___ ROWS
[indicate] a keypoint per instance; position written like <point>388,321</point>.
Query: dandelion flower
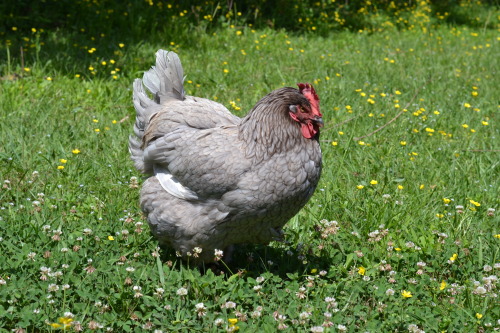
<point>442,285</point>
<point>475,203</point>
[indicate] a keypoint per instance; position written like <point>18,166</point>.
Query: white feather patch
<point>172,185</point>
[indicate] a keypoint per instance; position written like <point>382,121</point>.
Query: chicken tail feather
<point>165,81</point>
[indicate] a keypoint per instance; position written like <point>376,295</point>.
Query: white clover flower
<point>53,287</point>
<point>181,291</point>
<point>229,305</point>
<point>341,328</point>
<point>304,315</point>
<point>201,309</point>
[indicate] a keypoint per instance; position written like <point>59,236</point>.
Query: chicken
<point>217,179</point>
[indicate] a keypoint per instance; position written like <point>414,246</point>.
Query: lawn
<point>402,233</point>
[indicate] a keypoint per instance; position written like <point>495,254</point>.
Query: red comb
<point>307,88</point>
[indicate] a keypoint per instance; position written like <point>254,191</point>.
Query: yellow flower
<point>475,203</point>
<point>66,321</point>
<point>442,285</point>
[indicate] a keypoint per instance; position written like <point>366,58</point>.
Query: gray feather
<point>216,179</point>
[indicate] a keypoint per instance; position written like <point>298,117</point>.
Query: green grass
<point>83,222</point>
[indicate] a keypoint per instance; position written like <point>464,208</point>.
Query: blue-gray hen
<point>217,179</point>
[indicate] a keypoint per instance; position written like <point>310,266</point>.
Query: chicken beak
<point>319,121</point>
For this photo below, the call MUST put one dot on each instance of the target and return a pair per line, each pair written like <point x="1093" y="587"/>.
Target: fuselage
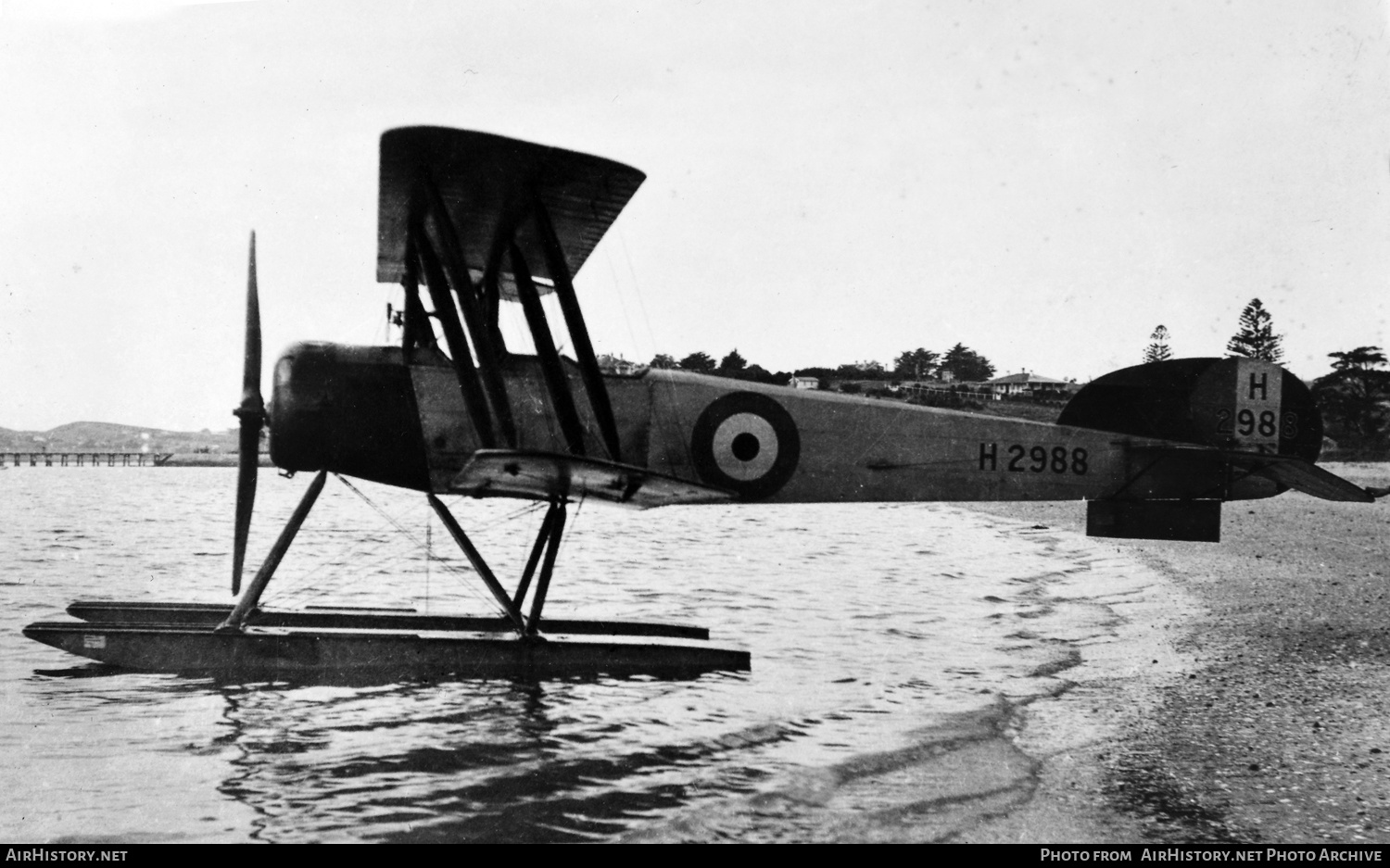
<point x="369" y="413"/>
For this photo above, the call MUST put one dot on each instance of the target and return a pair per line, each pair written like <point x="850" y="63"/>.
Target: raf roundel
<point x="748" y="443"/>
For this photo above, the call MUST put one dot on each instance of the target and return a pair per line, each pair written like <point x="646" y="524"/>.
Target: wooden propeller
<point x="252" y="413"/>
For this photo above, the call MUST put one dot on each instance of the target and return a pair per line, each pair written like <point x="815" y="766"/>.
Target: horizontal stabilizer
<point x="539" y="475"/>
<point x="1300" y="475"/>
<point x="489" y="185"/>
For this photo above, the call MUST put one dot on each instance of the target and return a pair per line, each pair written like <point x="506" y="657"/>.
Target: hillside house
<point x="1026" y="384"/>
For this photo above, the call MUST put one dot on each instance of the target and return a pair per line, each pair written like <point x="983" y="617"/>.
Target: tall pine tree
<point x="1256" y="338"/>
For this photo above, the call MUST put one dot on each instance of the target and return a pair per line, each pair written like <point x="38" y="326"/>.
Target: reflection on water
<point x="867" y="625"/>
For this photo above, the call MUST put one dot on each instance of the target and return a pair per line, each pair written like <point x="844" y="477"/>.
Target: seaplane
<point x="470" y="221"/>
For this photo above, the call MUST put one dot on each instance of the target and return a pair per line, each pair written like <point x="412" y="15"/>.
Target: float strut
<point x="547" y="567"/>
<point x="478" y="564"/>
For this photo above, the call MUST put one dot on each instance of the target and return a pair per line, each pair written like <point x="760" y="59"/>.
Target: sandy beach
<point x="1268" y="723"/>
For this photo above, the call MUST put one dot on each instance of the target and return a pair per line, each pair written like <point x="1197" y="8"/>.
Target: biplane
<point x="472" y="221"/>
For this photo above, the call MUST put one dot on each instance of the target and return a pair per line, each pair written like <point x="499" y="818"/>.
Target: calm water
<point x="878" y="632"/>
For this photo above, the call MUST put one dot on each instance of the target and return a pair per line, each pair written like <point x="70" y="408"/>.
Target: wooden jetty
<point x="103" y="459"/>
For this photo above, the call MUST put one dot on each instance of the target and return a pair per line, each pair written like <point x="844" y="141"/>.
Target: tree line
<point x="961" y="363"/>
<point x="1354" y="399"/>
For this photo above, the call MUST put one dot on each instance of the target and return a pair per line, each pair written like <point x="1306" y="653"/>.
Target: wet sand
<point x="1270" y="723"/>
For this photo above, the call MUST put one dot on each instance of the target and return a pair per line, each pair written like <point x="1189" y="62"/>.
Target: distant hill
<point x="108" y="436"/>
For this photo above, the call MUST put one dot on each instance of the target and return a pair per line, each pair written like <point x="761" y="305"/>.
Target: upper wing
<point x="488" y="185"/>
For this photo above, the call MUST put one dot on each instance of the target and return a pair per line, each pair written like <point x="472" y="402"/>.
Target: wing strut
<point x="486" y="341"/>
<point x="561" y="399"/>
<point x="578" y="333"/>
<point x="416" y="333"/>
<point x="459" y="352"/>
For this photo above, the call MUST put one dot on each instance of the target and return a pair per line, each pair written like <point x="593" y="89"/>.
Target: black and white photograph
<point x="833" y="421"/>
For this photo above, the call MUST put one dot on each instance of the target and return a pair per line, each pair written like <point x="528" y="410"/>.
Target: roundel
<point x="745" y="442"/>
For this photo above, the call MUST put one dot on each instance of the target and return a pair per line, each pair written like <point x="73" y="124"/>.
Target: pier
<point x="86" y="459"/>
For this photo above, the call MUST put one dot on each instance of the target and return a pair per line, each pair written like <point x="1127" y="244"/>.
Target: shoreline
<point x="1279" y="731"/>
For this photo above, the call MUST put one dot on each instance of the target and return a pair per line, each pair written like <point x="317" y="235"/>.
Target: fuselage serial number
<point x="1017" y="459"/>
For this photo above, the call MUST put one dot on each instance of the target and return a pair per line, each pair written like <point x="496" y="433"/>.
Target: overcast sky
<point x="828" y="182"/>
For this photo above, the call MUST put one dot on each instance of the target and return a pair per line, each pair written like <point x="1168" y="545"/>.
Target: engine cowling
<point x="349" y="410"/>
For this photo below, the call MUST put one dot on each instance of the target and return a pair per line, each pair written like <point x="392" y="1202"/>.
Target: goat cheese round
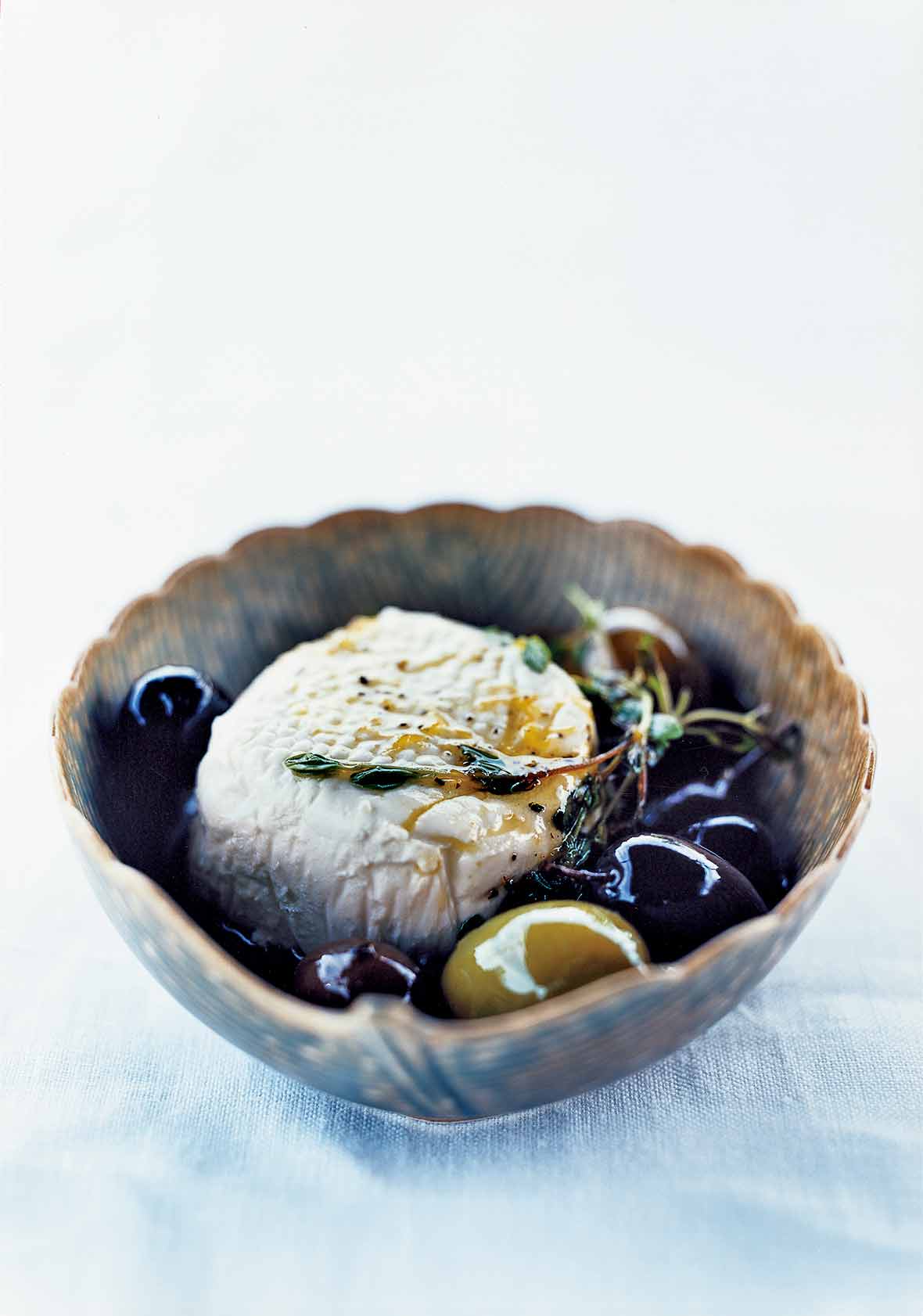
<point x="301" y="861"/>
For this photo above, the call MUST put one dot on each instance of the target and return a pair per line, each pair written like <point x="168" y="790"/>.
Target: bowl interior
<point x="232" y="615"/>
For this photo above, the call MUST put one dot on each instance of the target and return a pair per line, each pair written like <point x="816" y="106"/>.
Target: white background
<point x="268" y="261"/>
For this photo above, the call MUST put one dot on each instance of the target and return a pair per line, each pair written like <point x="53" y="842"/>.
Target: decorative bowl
<point x="231" y="615"/>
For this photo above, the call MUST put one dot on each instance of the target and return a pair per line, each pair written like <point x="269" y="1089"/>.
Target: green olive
<point x="534" y="953"/>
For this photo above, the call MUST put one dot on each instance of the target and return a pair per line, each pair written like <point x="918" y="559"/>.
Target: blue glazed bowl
<point x="231" y="615"/>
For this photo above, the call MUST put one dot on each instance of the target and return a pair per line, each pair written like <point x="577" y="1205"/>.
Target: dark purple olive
<point x="337" y="973"/>
<point x="747" y="845"/>
<point x="676" y="894"/>
<point x="426" y="993"/>
<point x="181" y="700"/>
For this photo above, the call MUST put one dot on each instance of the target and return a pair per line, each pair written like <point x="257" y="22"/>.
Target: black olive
<point x="747" y="845"/>
<point x="181" y="700"/>
<point x="342" y="970"/>
<point x="154" y="749"/>
<point x="676" y="894"/>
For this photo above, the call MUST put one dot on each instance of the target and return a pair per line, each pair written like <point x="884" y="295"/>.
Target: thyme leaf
<point x="386" y="777"/>
<point x="312" y="765"/>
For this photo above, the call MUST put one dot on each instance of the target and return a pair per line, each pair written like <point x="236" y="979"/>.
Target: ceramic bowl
<point x="231" y="615"/>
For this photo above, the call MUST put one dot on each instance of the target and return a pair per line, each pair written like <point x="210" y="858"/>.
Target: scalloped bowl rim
<point x="291" y="1012"/>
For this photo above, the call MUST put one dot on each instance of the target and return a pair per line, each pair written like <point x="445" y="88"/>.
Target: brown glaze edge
<point x="291" y="1011"/>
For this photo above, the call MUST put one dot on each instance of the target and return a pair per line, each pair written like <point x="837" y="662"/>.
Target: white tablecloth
<point x="266" y="262"/>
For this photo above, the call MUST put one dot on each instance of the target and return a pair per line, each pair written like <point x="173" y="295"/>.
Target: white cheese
<point x="301" y="861"/>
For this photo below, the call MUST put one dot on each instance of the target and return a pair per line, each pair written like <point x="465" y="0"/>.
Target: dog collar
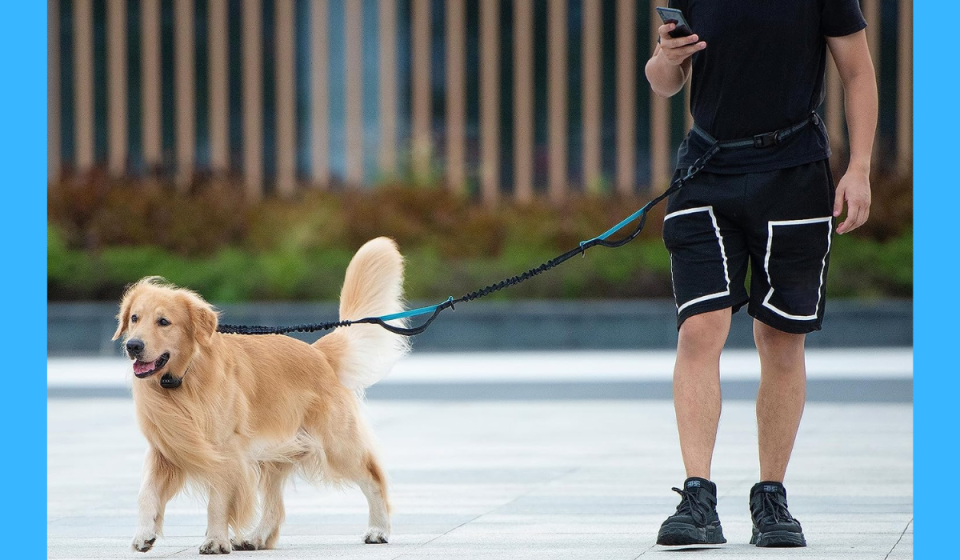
______
● **REQUIREMENT**: Reproduce verbatim the lines starting at the one containing "written like <point>464,208</point>." and ending at the one containing "<point>319,121</point>", with both of those lines included.

● **RESULT**:
[indicate] a keypoint per instance; position written like <point>464,208</point>.
Query: blue-gray hen
<point>217,179</point>
[indicate] a keypoint per instance; position written like <point>310,266</point>.
Query: chicken beak
<point>319,121</point>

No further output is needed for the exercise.